◆ TO BE DONE ◆
Could you reproduce the part of the entries that opens with the line containing "[segment] window" and closes with the line containing "[[[58,69],[81,69],[81,64],[57,64]]]", changing "hole rule" to "fill rule" and keeping everything else the same? Leave the picture lines out of your answer.

◇ ◇ ◇ ◇

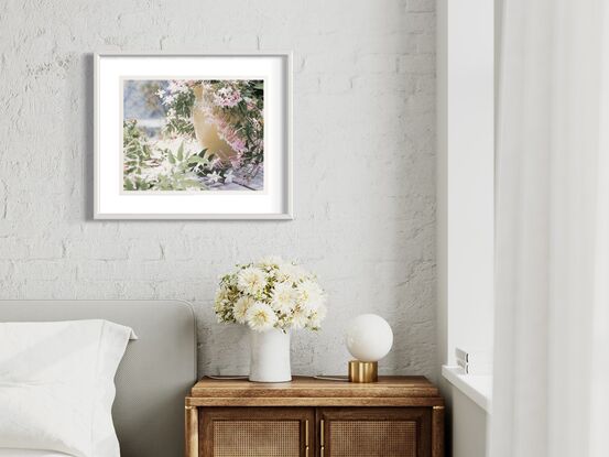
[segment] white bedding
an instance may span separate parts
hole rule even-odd
[[[113,380],[131,333],[107,320],[0,323],[0,448],[119,457]]]
[[[67,454],[54,450],[36,449],[0,449],[0,457],[69,457]]]

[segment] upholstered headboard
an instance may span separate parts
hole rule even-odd
[[[180,301],[0,301],[0,322],[107,319],[129,326],[112,407],[121,457],[182,457],[184,396],[196,380],[193,307]]]

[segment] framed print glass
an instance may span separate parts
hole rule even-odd
[[[96,219],[291,219],[292,57],[95,56]]]

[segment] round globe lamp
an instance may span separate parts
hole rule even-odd
[[[376,314],[357,316],[347,326],[345,342],[356,359],[349,361],[349,381],[377,382],[379,360],[393,345],[393,331],[387,320]]]

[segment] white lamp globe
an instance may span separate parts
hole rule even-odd
[[[376,362],[391,350],[393,331],[381,316],[361,314],[347,326],[345,342],[351,356],[357,360]]]

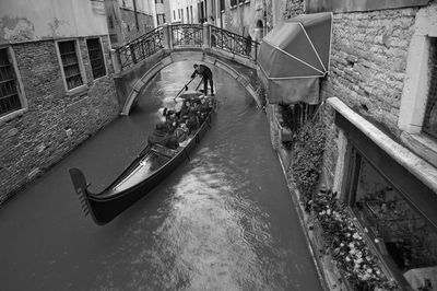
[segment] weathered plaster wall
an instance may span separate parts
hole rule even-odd
[[[153,16],[150,14],[144,14],[142,12],[137,13],[139,30],[137,30],[137,22],[134,16],[134,11],[130,9],[120,9],[121,15],[121,31],[125,36],[125,42],[129,43],[134,38],[145,34],[146,32],[153,30]]]
[[[253,28],[257,25],[257,20],[262,19],[258,1],[239,4],[231,8],[231,0],[226,0],[226,10],[224,14],[224,28],[233,33],[247,36],[249,33],[255,39]]]
[[[0,1],[0,44],[107,34],[103,1]]]
[[[68,95],[54,40],[12,46],[28,110],[0,123],[0,205],[118,116],[108,37],[103,37],[107,77],[93,80],[86,42],[79,39],[87,88]]]

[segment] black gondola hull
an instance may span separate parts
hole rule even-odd
[[[107,193],[105,193],[106,190],[104,190],[101,194],[92,194],[87,190],[87,184],[83,173],[78,168],[70,168],[70,176],[75,191],[81,200],[82,207],[84,208],[85,214],[90,212],[95,223],[103,225],[114,220],[130,206],[143,198],[150,190],[165,179],[165,177],[167,177],[180,163],[188,159],[189,153],[196,148],[197,143],[200,141],[200,138],[211,127],[212,114],[213,112],[210,113],[206,120],[202,124],[190,142],[175,156],[173,156],[164,166],[154,172],[146,179],[123,191],[107,195]],[[147,148],[143,151],[142,155],[144,155],[146,152]],[[129,168],[133,167],[135,163],[138,164],[138,160],[140,158],[133,161],[125,172],[129,173]],[[122,177],[123,174],[118,177],[115,183],[122,179]]]

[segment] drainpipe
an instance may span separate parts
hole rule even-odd
[[[138,15],[137,15],[137,0],[133,0],[133,13],[135,15],[135,24],[137,24],[137,32],[140,31],[140,24],[138,23]]]

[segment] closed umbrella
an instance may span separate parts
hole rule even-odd
[[[332,13],[303,14],[274,27],[258,55],[270,103],[317,104],[318,80],[329,70]]]

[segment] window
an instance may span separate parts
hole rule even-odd
[[[8,48],[0,49],[0,116],[21,109],[19,83]]]
[[[437,138],[437,37],[430,37],[429,44],[429,88],[422,130]]]
[[[413,152],[437,167],[436,50],[432,7],[421,8],[410,38],[398,126]]]
[[[164,14],[156,14],[157,25],[165,23],[165,15]]]
[[[249,2],[249,1],[247,1],[247,0],[231,0],[231,7],[236,7],[239,3],[245,3],[245,2]]]
[[[103,57],[99,38],[86,39],[88,48],[90,63],[93,71],[93,78],[97,79],[106,74],[105,58]]]
[[[225,11],[225,0],[220,0],[220,11]]]
[[[192,7],[190,7],[190,13],[191,13],[191,23],[193,22],[193,19],[192,19]]]
[[[74,40],[59,42],[59,55],[62,61],[67,89],[72,90],[83,84],[81,68],[79,65]]]

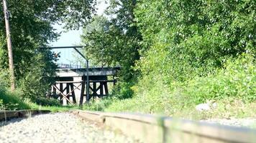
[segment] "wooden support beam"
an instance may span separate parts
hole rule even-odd
[[[81,86],[81,84],[78,87],[76,87],[76,89],[78,89],[78,87]],[[74,103],[74,104],[76,104],[76,94],[75,94],[75,89],[74,89],[74,84],[70,84],[70,89],[71,89],[71,91],[73,91],[72,92],[72,99],[73,99],[73,102]]]
[[[82,89],[81,91],[81,96],[80,96],[80,101],[79,101],[79,106],[82,106],[83,105],[83,95],[84,95],[84,89],[86,88],[86,81],[84,80],[84,78],[82,77],[83,79],[83,82],[82,82]],[[88,86],[88,85],[86,85]]]
[[[61,99],[63,97],[63,84],[60,84],[60,104],[63,104],[63,100],[62,100]]]

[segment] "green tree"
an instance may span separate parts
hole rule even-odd
[[[42,96],[54,80],[52,53],[40,50],[57,39],[54,24],[65,23],[77,29],[91,18],[94,0],[16,1],[9,0],[15,74],[24,97]],[[2,8],[0,16],[3,16]],[[0,69],[8,67],[4,21],[0,21]]]
[[[84,53],[95,65],[121,66],[119,84],[114,89],[120,98],[132,95],[130,87],[138,73],[133,69],[140,59],[142,40],[134,21],[136,1],[110,1],[104,16],[93,17],[83,29]]]

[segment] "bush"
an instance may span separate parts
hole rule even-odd
[[[235,97],[244,101],[256,100],[256,64],[252,55],[228,60],[224,69],[205,77],[197,77],[183,89],[196,103],[207,99]]]
[[[134,92],[132,87],[134,85],[132,82],[119,82],[114,87],[111,95],[113,97],[119,99],[132,98]]]
[[[61,106],[60,101],[55,99],[50,99],[46,97],[39,97],[35,99],[36,104],[42,106]]]
[[[20,99],[21,92],[9,92],[0,88],[0,110],[29,109],[30,107]]]

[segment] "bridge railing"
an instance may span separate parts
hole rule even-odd
[[[58,69],[81,69],[81,64],[57,64]]]

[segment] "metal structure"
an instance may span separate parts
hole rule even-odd
[[[89,68],[88,60],[80,52],[78,48],[83,46],[55,46],[46,47],[42,49],[73,49],[85,60],[86,69],[82,68],[68,68],[61,67],[56,71],[56,82],[52,86],[50,97],[59,99],[61,104],[76,104],[79,100],[79,105],[82,106],[84,97],[86,97],[86,102],[88,102],[91,98],[102,97],[109,95],[108,83],[112,82],[114,84],[116,82],[114,76],[120,67],[96,67]],[[108,77],[113,77],[112,79],[108,79]],[[80,99],[77,99],[76,95],[79,90]],[[84,92],[86,92],[85,94]],[[71,98],[72,97],[72,98]]]

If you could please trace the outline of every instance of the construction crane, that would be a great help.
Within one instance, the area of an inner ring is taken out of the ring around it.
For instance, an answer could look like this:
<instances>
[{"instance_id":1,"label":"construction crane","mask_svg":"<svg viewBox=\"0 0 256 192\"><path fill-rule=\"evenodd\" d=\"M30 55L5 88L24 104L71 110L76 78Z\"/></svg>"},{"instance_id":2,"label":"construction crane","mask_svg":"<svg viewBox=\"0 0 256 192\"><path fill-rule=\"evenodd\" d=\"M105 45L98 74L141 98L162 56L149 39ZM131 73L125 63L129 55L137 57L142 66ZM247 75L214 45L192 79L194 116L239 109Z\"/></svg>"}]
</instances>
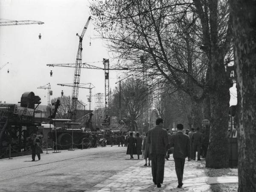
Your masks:
<instances>
[{"instance_id":1,"label":"construction crane","mask_svg":"<svg viewBox=\"0 0 256 192\"><path fill-rule=\"evenodd\" d=\"M2 69L3 68L3 67L6 65L7 64L9 64L9 62L7 62L6 63L4 64L2 66L1 66L0 67L0 70Z\"/></svg>"},{"instance_id":2,"label":"construction crane","mask_svg":"<svg viewBox=\"0 0 256 192\"><path fill-rule=\"evenodd\" d=\"M44 86L40 86L37 88L37 89L44 89L48 90L47 92L47 103L48 105L50 105L50 96L52 95L52 91L51 91L51 85L50 83L48 83Z\"/></svg>"},{"instance_id":3,"label":"construction crane","mask_svg":"<svg viewBox=\"0 0 256 192\"><path fill-rule=\"evenodd\" d=\"M3 21L3 20L5 21ZM17 21L14 20L2 20L0 19L0 26L7 26L18 25L29 25L31 24L38 24L41 25L44 23L40 21L33 21L30 20L23 20L20 21Z\"/></svg>"},{"instance_id":4,"label":"construction crane","mask_svg":"<svg viewBox=\"0 0 256 192\"><path fill-rule=\"evenodd\" d=\"M69 87L73 87L73 83L65 83L65 84L61 84L58 83L58 85L60 85L61 86L67 86ZM89 86L86 86L89 85ZM90 95L88 96L89 98L88 98L88 102L89 102L89 110L90 110L91 109L91 103L92 102L91 97L92 97L92 89L94 88L95 86L93 85L90 83L80 83L79 86L79 88L83 88L83 89L87 89L90 90L89 91L89 95Z\"/></svg>"},{"instance_id":5,"label":"construction crane","mask_svg":"<svg viewBox=\"0 0 256 192\"><path fill-rule=\"evenodd\" d=\"M80 68L90 69L101 69L105 71L105 116L109 116L109 70L128 70L129 68L123 67L121 68L110 68L109 60L103 59L103 63L104 68L102 68L87 64L86 63L81 63ZM67 63L67 64L47 64L47 66L49 67L59 66L65 67L76 67L76 63Z\"/></svg>"},{"instance_id":6,"label":"construction crane","mask_svg":"<svg viewBox=\"0 0 256 192\"><path fill-rule=\"evenodd\" d=\"M82 32L82 33L79 35L78 33L76 35L79 37L79 46L78 47L78 51L76 55L76 60L75 75L74 75L74 84L73 85L73 89L72 90L72 101L71 103L71 107L69 114L69 118L73 119L74 121L76 121L76 108L77 106L77 100L78 97L78 92L79 91L79 84L80 83L80 77L81 69L81 64L82 63L82 41L83 37L87 29L87 27L89 25L89 23L91 17L90 16L88 18L87 22L85 24L84 27Z\"/></svg>"}]
</instances>

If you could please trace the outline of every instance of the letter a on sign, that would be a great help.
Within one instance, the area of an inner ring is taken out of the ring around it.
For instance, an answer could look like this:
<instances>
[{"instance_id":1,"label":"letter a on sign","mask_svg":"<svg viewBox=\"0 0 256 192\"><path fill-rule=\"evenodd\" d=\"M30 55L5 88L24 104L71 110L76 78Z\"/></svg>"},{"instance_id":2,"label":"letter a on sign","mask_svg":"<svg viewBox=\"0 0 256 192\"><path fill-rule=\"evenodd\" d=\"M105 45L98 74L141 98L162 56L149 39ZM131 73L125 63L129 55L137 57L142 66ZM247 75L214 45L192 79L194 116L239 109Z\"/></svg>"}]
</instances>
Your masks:
<instances>
[{"instance_id":1,"label":"letter a on sign","mask_svg":"<svg viewBox=\"0 0 256 192\"><path fill-rule=\"evenodd\" d=\"M230 72L230 77L235 77L235 71L233 70L231 70Z\"/></svg>"}]
</instances>

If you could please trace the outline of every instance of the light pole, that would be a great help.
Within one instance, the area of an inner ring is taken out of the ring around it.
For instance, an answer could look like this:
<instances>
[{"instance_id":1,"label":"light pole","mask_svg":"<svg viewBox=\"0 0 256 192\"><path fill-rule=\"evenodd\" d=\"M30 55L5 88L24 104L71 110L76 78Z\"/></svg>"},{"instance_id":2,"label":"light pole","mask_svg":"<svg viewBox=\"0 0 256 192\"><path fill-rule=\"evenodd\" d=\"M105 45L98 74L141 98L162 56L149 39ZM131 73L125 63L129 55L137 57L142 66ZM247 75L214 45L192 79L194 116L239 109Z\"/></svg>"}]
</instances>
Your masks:
<instances>
[{"instance_id":1,"label":"light pole","mask_svg":"<svg viewBox=\"0 0 256 192\"><path fill-rule=\"evenodd\" d=\"M121 81L128 78L131 76L133 75L130 75L122 79L119 80L117 82L116 82L115 83L116 84L117 83L119 82L119 120L121 120ZM120 77L119 77L120 78Z\"/></svg>"}]
</instances>

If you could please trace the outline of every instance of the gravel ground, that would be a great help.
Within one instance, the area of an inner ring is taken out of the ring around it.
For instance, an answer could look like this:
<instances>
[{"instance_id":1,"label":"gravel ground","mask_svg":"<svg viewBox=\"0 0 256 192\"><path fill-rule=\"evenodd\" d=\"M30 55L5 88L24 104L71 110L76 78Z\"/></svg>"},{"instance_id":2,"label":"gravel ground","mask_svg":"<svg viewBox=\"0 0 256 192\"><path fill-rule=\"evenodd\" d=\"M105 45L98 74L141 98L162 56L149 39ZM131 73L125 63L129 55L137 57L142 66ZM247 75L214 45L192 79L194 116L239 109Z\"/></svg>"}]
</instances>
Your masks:
<instances>
[{"instance_id":1,"label":"gravel ground","mask_svg":"<svg viewBox=\"0 0 256 192\"><path fill-rule=\"evenodd\" d=\"M213 169L205 167L205 161L202 161L198 165L197 168L204 170L206 176L208 177L222 177L224 176L238 176L237 168ZM212 192L237 192L238 189L238 183L220 183L211 185L211 189Z\"/></svg>"},{"instance_id":2,"label":"gravel ground","mask_svg":"<svg viewBox=\"0 0 256 192\"><path fill-rule=\"evenodd\" d=\"M238 183L212 184L211 185L211 189L212 192L237 192Z\"/></svg>"}]
</instances>

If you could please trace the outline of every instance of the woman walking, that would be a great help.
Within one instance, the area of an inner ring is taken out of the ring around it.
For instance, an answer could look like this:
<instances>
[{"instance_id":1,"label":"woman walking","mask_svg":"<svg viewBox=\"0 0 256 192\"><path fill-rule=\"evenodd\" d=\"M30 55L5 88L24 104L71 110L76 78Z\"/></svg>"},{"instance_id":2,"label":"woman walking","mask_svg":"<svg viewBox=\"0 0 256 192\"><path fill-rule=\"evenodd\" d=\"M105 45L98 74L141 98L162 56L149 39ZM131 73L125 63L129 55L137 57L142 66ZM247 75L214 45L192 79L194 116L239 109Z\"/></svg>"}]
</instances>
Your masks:
<instances>
[{"instance_id":1,"label":"woman walking","mask_svg":"<svg viewBox=\"0 0 256 192\"><path fill-rule=\"evenodd\" d=\"M140 137L140 133L136 133L136 153L138 155L138 159L140 159L140 155L142 154L141 148L142 147L142 138Z\"/></svg>"},{"instance_id":2,"label":"woman walking","mask_svg":"<svg viewBox=\"0 0 256 192\"><path fill-rule=\"evenodd\" d=\"M147 158L148 159L148 166L150 166L150 160L151 160L150 152L150 145L147 143L147 139L148 132L146 133L146 136L143 140L143 144L142 145L142 151L144 154L144 158L146 163L144 165L144 166L147 166L148 165L147 164Z\"/></svg>"},{"instance_id":3,"label":"woman walking","mask_svg":"<svg viewBox=\"0 0 256 192\"><path fill-rule=\"evenodd\" d=\"M133 137L133 132L130 133L130 137L127 139L127 151L126 155L130 155L130 159L133 159L133 155L136 154L135 138Z\"/></svg>"}]
</instances>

◇ ◇ ◇ ◇

◆ RESPONSE BELOW ◆
[segment] window
an instance may span separate parts
fill rule even-odd
[[[8,48],[0,49],[0,116],[21,109],[19,83]]]
[[[437,138],[437,37],[430,37],[429,44],[429,88],[422,130]]]
[[[413,152],[437,167],[436,50],[432,7],[421,8],[410,38],[398,126]]]
[[[164,14],[156,14],[157,25],[165,23],[165,15]]]
[[[249,2],[249,1],[247,1],[247,0],[231,0],[231,7],[236,7],[239,3],[245,3],[245,2]]]
[[[103,57],[99,38],[86,39],[88,48],[90,63],[93,71],[93,78],[97,79],[106,74],[105,58]]]
[[[225,11],[225,0],[220,0],[220,11]]]
[[[192,7],[190,7],[190,13],[191,13],[191,23],[193,22],[193,19],[192,19]]]
[[[74,40],[59,42],[59,55],[62,61],[67,89],[72,90],[83,84],[81,68],[79,65]]]

[segment] "wooden support beam"
an instance may span separate parts
fill rule even-odd
[[[81,86],[81,84],[78,87],[76,87],[76,89],[78,89],[78,87]],[[74,103],[74,104],[76,104],[76,94],[75,94],[75,89],[74,89],[74,84],[70,84],[70,89],[71,89],[71,91],[73,91],[72,92],[72,99],[73,99],[73,102]]]
[[[82,89],[81,91],[81,96],[80,96],[80,101],[79,101],[79,106],[82,106],[83,105],[83,95],[84,95],[84,89],[86,88],[86,81],[84,80],[84,78],[82,77],[83,79],[83,82],[82,82]],[[88,86],[88,85],[86,85]]]
[[[61,99],[63,97],[63,84],[60,84],[60,104],[63,104],[63,100],[62,100]]]

[segment] "green tree"
an instance may span separate parts
fill rule even-odd
[[[42,96],[54,80],[52,53],[40,50],[57,39],[54,24],[65,23],[77,29],[91,18],[94,0],[16,1],[9,0],[15,74],[24,97]],[[2,8],[0,16],[3,16]],[[0,69],[8,67],[4,21],[0,21]]]
[[[84,53],[95,65],[121,66],[119,84],[114,89],[120,98],[132,95],[130,87],[138,73],[133,69],[140,59],[142,40],[134,21],[136,1],[110,1],[104,16],[93,17],[83,29]]]

[segment] "bush"
an instance may span separate parts
fill rule even-odd
[[[235,97],[244,101],[256,100],[256,64],[252,55],[228,60],[224,69],[205,77],[197,77],[183,89],[196,103],[207,99]]]
[[[134,92],[132,87],[134,85],[132,82],[119,82],[114,87],[111,95],[113,97],[119,99],[132,98]]]
[[[61,106],[60,101],[55,99],[50,99],[46,97],[39,97],[35,99],[36,104],[42,106]]]
[[[20,99],[21,92],[9,92],[0,88],[0,110],[29,109],[30,107]]]

[segment] "bridge railing"
an instance may span separate parts
fill rule even-odd
[[[58,69],[81,69],[81,64],[57,64]]]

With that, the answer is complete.